## Records from a collection
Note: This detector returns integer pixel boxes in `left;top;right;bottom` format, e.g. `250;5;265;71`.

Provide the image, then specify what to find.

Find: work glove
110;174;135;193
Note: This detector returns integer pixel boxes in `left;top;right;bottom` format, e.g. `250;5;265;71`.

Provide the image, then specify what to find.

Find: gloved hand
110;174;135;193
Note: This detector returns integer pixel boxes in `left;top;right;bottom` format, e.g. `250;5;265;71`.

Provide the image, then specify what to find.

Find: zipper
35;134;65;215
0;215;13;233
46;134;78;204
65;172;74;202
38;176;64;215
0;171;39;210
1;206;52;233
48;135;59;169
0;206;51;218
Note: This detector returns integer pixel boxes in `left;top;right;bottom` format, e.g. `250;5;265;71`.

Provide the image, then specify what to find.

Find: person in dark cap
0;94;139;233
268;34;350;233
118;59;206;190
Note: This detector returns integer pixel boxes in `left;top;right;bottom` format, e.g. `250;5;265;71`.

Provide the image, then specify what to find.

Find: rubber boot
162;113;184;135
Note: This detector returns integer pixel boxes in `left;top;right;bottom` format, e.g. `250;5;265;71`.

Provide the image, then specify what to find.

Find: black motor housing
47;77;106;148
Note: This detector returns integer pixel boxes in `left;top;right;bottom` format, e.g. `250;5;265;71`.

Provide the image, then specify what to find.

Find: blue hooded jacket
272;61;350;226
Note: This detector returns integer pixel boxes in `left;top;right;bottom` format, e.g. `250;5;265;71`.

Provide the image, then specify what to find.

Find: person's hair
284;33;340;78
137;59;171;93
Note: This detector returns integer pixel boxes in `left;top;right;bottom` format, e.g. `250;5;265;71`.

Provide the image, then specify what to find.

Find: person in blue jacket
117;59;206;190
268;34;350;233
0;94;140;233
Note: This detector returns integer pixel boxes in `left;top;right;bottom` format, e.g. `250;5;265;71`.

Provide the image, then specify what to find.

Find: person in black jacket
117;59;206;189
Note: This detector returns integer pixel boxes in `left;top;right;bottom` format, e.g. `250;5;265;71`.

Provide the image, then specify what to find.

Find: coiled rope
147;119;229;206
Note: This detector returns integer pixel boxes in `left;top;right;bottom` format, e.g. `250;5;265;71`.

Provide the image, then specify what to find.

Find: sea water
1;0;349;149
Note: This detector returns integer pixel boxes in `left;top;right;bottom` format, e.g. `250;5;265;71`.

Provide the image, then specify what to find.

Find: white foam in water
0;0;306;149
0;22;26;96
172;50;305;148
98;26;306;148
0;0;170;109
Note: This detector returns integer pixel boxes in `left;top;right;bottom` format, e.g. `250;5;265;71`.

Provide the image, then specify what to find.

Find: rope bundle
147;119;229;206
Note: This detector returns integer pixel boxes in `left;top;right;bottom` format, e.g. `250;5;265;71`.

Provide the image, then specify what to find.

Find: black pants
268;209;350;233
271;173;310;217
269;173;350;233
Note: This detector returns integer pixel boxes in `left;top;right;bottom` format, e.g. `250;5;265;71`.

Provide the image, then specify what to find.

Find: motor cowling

## Assignment
Without changing a single character, write out all of the entries.

## Response box
Note: This detector returns integer pixel boxes in `left;top;right;bottom` format, e.g. `250;5;265;71`.

Provide the image, then specify what to find.

Find: work glove
110;174;135;193
Note: This detector returns integer pixel boxes in `left;top;right;bottom` format, e.g. `250;5;265;71`.

Provide the image, then specify what to find.

Find: gloved hand
110;174;135;193
Note: This detector returns integer pixel boxes in `left;top;right;bottom` format, e.g. `250;5;265;71`.

Provide the image, then specify what to find.

Find: zipper
35;134;65;215
0;215;13;233
46;134;78;204
65;172;74;202
38;176;64;215
0;171;39;210
1;206;52;233
48;135;59;169
0;206;51;218
Note: This detector returns integer pixel boxes in `left;top;right;bottom` format, e.g. `250;5;265;71`.

Provide the image, then specify what to find.

Find: person in dark cap
0;94;139;233
268;34;350;233
118;59;206;190
Note: This detector returns integer pixel boxes in `left;top;right;bottom` format, e.g. `250;5;265;71`.

Provide the image, then specify what to find.

Find: rubber boot
162;113;184;135
Note: This detector returns integer pixel boxes in `left;top;right;bottom` format, e.g. `250;5;265;71`.

Provide the image, then specify what to find.

Find: black motor housing
47;77;106;148
Note: This detector returns integer pixel boxes in `left;top;right;bottom` format, e.g. `250;5;265;71`.

Provide the image, then specify what to find.

Find: blue hooded jacket
272;61;350;226
Note: This detector returns integer pixel boxes in `left;top;right;bottom` format, e.g. `250;5;265;71`.

Provide the image, then specify what to find.

Find: person's hair
284;33;340;78
137;59;171;93
Note: This detector returns integer pixel boxes in `left;top;right;bottom` format, e.g. `250;5;265;71`.

Provide the image, then specify what to find.

Find: person in blue jacket
117;59;206;190
268;34;350;233
0;94;140;233
Note: This detector returns integer pixel boxes in `left;top;right;bottom` format, e.g. `250;5;265;71`.

Provide the image, then specify what to find.

Find: person in black jacket
117;59;206;189
Note: This detector returns integer pixel boxes in `left;top;right;bottom` format, e.g. `250;5;265;71`.

Provide the image, then specify what to find.

Find: coiled rope
147;119;229;206
Note: This detector returns integer pixel boxes in `left;top;right;bottom` format, e.g. `250;5;265;71`.

Provide the image, then specify what to find.

Find: sea water
1;0;349;149
Note: This detector returns integer pixel boxes in `left;top;right;bottom` format, e.g. `250;5;265;71`.

Provide the image, then specify what to find.

Find: white foam in water
0;0;306;149
0;22;26;96
172;50;305;148
98;26;306;148
0;0;170;109
Note: This detector returns integer pixel boxes in `left;top;right;bottom` format, e.g. `250;5;265;71`.

Provide the image, then specify what to find.

Find: rope bundle
147;119;229;206
Note: This detector returns integer pixel boxes in `left;top;right;bottom` format, e.g. `250;5;265;71`.

Provide the image, then specify what to find.

Find: black pants
268;209;350;233
271;173;310;217
269;173;350;233
Note: This detector returns integer pixel boxes in `left;top;right;bottom` format, e.g. `250;5;265;71`.

Provide the image, then specify what to find.

Find: motor cowling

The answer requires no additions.